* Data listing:

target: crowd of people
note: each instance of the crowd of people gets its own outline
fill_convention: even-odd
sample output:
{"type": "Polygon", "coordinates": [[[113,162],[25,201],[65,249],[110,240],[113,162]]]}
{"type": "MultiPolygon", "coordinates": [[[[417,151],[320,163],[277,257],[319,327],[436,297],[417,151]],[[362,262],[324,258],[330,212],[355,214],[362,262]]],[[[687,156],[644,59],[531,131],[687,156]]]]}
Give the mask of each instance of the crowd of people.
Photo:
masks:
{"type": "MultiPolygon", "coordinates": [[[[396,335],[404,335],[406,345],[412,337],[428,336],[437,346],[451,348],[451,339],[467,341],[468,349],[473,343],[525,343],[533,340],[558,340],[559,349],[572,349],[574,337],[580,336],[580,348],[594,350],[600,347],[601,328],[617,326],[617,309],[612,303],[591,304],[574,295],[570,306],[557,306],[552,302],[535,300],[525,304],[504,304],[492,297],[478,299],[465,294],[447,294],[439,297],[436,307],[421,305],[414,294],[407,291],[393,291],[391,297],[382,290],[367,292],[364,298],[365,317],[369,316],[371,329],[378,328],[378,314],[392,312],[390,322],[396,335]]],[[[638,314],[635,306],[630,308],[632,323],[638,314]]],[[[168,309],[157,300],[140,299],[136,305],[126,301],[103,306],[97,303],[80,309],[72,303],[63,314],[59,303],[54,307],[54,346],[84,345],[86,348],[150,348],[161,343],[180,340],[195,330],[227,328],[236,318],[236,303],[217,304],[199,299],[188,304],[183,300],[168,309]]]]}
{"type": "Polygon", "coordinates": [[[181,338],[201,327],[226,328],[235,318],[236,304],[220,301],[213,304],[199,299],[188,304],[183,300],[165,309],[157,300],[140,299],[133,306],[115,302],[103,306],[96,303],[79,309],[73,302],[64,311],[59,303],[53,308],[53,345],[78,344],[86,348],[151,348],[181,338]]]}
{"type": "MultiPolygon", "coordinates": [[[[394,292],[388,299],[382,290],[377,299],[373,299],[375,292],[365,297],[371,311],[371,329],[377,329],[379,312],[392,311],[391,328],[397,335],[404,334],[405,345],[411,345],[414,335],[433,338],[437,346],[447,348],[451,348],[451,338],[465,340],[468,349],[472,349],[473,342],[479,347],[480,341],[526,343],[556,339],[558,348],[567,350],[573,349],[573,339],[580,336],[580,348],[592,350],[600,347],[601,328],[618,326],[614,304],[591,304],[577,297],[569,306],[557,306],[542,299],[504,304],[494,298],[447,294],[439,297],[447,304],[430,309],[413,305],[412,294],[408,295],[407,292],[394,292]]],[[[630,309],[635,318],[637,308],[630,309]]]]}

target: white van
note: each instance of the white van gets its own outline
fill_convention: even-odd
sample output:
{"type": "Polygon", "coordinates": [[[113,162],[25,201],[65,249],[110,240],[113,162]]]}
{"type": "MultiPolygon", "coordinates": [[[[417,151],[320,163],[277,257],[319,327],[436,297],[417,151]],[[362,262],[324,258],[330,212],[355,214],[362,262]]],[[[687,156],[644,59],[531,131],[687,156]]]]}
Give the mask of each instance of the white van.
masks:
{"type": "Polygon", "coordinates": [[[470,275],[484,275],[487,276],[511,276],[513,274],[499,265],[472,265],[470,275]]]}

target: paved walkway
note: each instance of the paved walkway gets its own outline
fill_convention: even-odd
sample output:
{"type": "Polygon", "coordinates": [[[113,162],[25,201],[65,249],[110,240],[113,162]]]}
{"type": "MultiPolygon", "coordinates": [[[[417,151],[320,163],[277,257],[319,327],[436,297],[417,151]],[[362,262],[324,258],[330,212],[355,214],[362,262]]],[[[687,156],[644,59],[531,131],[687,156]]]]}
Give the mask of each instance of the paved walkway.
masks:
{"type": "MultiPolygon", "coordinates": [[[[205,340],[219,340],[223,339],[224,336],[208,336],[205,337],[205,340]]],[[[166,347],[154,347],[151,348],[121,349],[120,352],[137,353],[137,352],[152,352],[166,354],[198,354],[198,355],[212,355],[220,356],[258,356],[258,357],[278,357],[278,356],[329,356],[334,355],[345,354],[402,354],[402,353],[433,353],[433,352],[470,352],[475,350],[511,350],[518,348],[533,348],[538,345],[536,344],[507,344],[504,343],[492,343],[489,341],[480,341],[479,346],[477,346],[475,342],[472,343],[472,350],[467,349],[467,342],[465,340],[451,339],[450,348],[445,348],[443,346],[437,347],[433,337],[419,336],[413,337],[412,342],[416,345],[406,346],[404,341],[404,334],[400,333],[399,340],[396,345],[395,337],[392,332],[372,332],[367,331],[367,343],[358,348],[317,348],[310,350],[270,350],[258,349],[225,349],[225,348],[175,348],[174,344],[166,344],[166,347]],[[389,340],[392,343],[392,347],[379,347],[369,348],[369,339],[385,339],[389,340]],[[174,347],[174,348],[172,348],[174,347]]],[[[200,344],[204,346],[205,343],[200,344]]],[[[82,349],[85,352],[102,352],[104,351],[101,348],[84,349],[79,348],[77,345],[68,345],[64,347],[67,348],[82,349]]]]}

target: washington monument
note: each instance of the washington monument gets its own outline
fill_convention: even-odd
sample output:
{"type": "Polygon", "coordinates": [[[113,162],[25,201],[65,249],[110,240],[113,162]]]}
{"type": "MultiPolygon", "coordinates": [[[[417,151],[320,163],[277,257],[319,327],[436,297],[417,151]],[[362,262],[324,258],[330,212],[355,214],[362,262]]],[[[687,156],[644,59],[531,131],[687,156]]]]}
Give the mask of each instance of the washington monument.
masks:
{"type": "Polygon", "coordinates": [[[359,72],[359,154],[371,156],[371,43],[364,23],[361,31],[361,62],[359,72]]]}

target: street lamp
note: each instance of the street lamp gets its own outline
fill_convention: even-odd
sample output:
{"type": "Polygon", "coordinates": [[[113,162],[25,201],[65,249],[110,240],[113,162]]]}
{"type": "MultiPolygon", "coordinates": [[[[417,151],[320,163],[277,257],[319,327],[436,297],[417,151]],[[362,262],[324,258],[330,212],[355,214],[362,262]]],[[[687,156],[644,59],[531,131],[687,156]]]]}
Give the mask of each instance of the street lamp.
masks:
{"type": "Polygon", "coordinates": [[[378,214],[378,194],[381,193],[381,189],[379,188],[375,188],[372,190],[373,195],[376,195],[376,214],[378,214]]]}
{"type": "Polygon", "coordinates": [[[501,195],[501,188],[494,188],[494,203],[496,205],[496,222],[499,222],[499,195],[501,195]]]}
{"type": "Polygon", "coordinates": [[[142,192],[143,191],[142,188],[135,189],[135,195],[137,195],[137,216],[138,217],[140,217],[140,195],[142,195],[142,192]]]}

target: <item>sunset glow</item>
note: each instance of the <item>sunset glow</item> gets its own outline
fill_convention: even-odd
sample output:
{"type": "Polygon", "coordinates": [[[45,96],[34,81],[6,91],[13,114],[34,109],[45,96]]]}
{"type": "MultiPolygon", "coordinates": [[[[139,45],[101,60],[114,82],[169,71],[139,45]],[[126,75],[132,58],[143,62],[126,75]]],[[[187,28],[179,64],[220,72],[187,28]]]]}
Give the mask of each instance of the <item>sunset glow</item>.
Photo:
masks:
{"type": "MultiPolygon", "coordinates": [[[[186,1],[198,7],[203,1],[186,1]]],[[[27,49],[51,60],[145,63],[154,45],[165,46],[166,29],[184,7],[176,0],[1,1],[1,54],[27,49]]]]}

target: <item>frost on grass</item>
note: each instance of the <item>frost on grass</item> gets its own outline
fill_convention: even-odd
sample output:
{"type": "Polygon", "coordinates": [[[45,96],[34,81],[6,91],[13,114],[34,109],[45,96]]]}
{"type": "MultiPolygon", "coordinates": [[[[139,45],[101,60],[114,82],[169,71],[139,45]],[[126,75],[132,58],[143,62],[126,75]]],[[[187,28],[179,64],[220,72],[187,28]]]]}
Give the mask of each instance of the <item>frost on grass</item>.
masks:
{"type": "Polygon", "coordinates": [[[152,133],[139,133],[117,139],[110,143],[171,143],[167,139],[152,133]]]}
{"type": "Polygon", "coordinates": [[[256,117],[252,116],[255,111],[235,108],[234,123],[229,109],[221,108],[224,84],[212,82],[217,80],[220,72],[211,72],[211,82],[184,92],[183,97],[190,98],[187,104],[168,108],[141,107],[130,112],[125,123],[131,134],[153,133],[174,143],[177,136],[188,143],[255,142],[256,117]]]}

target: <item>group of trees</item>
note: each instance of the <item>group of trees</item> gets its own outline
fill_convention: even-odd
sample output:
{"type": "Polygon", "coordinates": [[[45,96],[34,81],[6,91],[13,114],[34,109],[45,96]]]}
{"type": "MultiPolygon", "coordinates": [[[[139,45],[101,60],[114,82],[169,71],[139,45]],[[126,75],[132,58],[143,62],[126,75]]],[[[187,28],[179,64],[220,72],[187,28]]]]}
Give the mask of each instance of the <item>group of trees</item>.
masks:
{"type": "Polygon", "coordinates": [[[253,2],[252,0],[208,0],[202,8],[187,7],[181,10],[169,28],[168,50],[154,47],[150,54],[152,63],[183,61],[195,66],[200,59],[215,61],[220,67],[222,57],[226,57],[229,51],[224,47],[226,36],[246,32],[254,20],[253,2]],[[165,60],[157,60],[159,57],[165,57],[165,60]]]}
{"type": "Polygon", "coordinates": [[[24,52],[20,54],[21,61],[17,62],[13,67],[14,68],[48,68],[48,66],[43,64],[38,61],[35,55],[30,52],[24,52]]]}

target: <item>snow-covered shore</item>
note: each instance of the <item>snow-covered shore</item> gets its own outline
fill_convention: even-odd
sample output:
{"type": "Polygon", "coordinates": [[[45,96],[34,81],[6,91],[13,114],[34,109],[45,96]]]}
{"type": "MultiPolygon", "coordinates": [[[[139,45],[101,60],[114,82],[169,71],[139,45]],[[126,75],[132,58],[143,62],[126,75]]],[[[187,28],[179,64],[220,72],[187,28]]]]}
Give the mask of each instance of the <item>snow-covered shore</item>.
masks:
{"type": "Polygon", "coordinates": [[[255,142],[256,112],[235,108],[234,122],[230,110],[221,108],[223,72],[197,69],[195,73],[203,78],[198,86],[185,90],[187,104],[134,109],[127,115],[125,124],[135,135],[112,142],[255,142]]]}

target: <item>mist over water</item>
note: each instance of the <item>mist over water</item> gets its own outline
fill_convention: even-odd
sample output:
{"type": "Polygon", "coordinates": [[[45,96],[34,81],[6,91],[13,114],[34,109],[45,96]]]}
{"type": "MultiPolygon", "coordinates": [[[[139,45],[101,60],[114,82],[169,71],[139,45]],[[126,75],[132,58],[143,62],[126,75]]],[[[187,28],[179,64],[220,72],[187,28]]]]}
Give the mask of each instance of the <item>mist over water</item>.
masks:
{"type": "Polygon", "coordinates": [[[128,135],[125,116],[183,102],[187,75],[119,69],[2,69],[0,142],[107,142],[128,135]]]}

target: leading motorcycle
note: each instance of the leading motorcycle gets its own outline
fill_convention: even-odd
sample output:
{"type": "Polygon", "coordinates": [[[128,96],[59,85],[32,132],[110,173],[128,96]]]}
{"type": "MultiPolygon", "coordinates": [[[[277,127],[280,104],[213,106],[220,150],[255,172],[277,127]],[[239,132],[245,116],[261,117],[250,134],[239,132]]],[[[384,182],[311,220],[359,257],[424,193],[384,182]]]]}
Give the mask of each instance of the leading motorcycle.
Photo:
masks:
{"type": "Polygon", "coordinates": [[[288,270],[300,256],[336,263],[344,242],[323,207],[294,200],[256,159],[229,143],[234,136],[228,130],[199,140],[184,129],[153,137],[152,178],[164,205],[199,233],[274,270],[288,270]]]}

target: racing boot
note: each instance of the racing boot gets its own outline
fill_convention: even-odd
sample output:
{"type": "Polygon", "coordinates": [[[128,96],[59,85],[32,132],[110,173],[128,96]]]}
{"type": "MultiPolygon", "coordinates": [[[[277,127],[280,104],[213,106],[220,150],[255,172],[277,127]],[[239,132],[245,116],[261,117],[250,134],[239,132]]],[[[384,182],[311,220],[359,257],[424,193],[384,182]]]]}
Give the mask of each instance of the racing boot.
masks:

* EXERCISE INSTRUCTIONS:
Produce an exact repeat of the lines from the one containing "target: leading motorcycle" through the last line of the data, and nothing more.

* RESULT OF THIS EXERCISE:
target: leading motorcycle
note: each instance of the leading motorcycle gets its own outline
fill_convention: even-odd
sample output:
{"type": "Polygon", "coordinates": [[[128,96],[59,85],[32,132],[110,173],[128,96]]]}
{"type": "MultiPolygon", "coordinates": [[[[277,127],[280,104],[213,106],[220,150],[255,172],[277,127]],[[239,132],[245,116],[261,117],[250,134],[239,132]]],[[[384,182],[311,220],[359,257],[424,193],[384,182]]]]}
Give the mask of each instance of the leading motorcycle.
Photo:
masks:
{"type": "Polygon", "coordinates": [[[288,270],[300,256],[336,263],[344,242],[323,207],[294,200],[256,159],[229,143],[234,136],[228,130],[199,140],[184,129],[153,137],[152,178],[164,205],[199,233],[274,270],[288,270]]]}

target: racing boot
note: each instance of the racing boot gets its own outline
fill_convention: even-odd
sample output:
{"type": "Polygon", "coordinates": [[[128,96],[59,85],[32,132],[110,173],[128,96]]]}
{"type": "MultiPolygon", "coordinates": [[[[277,127],[280,104],[213,106],[220,150],[255,172],[277,127]],[[239,132],[245,116],[261,117],[250,134],[239,132]]],[[[384,182],[311,220],[359,257],[424,193],[384,182]]]]}
Give the mask of each instance of the racing boot.
masks:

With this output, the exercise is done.